## [WHAT YOU NEED TO DO]
Turn the paragraph in the coal ETF article that begins "On the downside" into a bulleted list that keeps its main facts.

START QUOTED PASSAGE

Exchange-traded funds offer a convenient way to invest in sectors or niches that interest you. If you'd like to add some coal companies to your portfolio, the Market Vectors Coal ETF (NYS: KOL) could save you a lot of trouble. Instead of trying to figure out which companies will perform best, you can use this ETF to invest in lots of them simultaneously.

The basics
ETFs often sport lower expense ratios than their mutual fund cousins. The coal ETF's expense ratio -- its annual fee -- is 0.59 %. It yields about 1.9% as well. The fund is fairly small, too, so if you're thinking of buying, beware of possibly large spreads between its bid and ask prices. Consider using a limit order if you want to buy in.

This ETF has underperformed  the world market over the past three years and it too young to have a five-year record. As with most investments, of course, we can't expect outstanding performances in every quarter or year. Investors with conviction need to wait for their holdings to deliver.

Why coal?
As the world's economies recover from their current slump, construction, manufacturing and infrastructure work will pick up, requiring steel, which is made with metallurgical coal. Coal is also still used as an energy source, as well, though low natural-gas prices (as well as low prices for coal) have helped send many coal companies' stocks reeling. But low prices can mean great opportunity, if you think they're temporary.


Gobs of coal-related companies  didn't perform too well over the past year, but many could see their fortunes change in the coming years. For example, Alpha Natural Resources (NYS: ANR) has plunged some 71% over the past year, while Walter Energy (NYS: WLT) , Arch Coal (NYS: ACI) , and Peabody Energy (NYS: BTU) shed 60%, 59%, and 35%, respectively.

There are reasons to be hopeful, though. Most of these companies have been posting better-than-expected results recently, and the price of natural gas has been rising, making coal more attractive than it had been. Another factor propping up coal-company prices is China, which has announced that it plans to spend hundreds of billions on infrastructure work, which will require a lot of metallurgical coal for making steel.

On the downside, there are legal concerns over coal companies, with Alpha Natural Resources recently accused of violating EPA regulations, for example. Arch Coal and others have been engaging in mountaintop coal removal, generating controversy and legal bills, with various decisions pending. Much beleaguered Patriot Coal recently announced that it will stop that practice. Debt and the global economy is another worry. Walter Energy, for example, is burdened by a lot of debt, and its expansion into Europe isn't paying off well yet. Some coal companies, such as Arch Coal, have been fodder for takeover speculation.

END QUOTED PASSAGE
START DATASET EXCERPTS

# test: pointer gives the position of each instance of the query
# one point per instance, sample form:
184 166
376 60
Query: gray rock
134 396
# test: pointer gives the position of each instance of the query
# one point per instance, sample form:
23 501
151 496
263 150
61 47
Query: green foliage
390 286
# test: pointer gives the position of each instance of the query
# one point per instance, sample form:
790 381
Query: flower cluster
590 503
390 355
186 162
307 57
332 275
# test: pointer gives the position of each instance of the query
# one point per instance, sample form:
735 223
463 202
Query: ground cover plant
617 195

END DATASET EXCERPTS
START DATASET EXCERPTS

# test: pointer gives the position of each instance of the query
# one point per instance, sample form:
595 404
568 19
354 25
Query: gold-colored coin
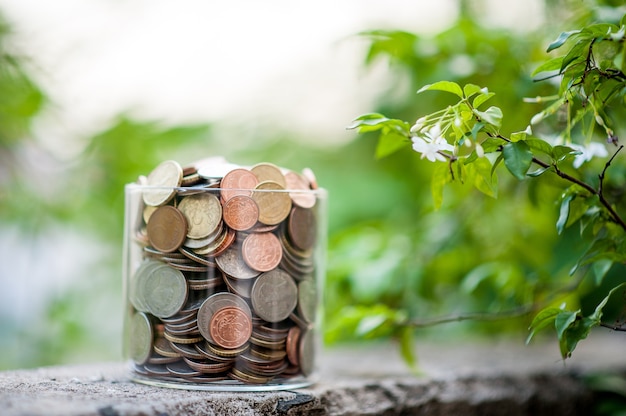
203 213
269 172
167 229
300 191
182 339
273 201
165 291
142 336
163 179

END DATASET EXCERPTS
START DATASET EXCERPTS

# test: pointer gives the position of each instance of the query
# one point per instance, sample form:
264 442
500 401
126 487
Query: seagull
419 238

END DATASET EXCERPTS

## [RESULT FOR THIS EXERCISE]
- Coal companies face legal concerns. For example, Alpha Natural Resources was recently accused of violating EPA regulations.
- Arch Coal and others have used mountaintop coal removal, which has brought controversy and legal bills, with various decisions still pending.
- Patriot Coal recently announced it will stop that practice.
- Debt and the global economy are another worry. Walter Energy carries a lot of debt, and its expansion into Europe isn't paying off well yet.
- Some coal companies, such as Arch Coal, have been the subject of takeover speculation.